**Data entries:**
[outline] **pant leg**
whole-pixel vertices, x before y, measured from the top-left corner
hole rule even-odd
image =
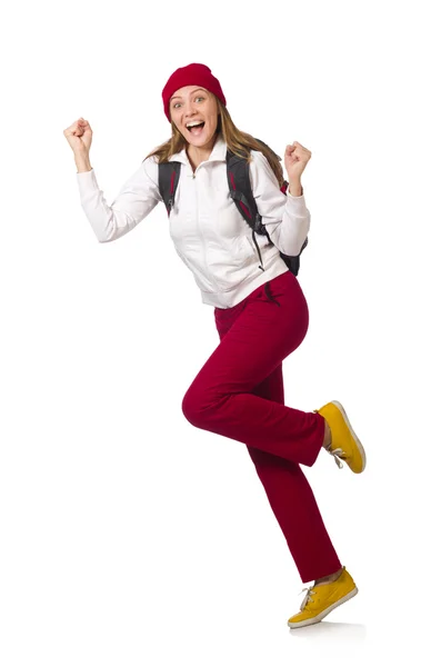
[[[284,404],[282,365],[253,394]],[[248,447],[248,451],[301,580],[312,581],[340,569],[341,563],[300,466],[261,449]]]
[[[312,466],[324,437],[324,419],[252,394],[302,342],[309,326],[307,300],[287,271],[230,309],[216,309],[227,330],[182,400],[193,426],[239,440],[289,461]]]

**What is expected:**
Quote the records above word for word, leaving the picture out of your reply.

**Task output:**
[outline] **pant leg**
whole-pixel vertices, x before y, measured from the top-left corner
hole rule even-odd
image =
[[[284,404],[282,365],[253,394]],[[248,447],[248,451],[301,580],[312,581],[340,569],[341,563],[300,466],[261,449]]]
[[[312,466],[324,437],[324,419],[252,394],[302,342],[309,326],[307,300],[287,271],[230,309],[216,309],[227,330],[182,400],[193,426],[239,440],[289,461]]]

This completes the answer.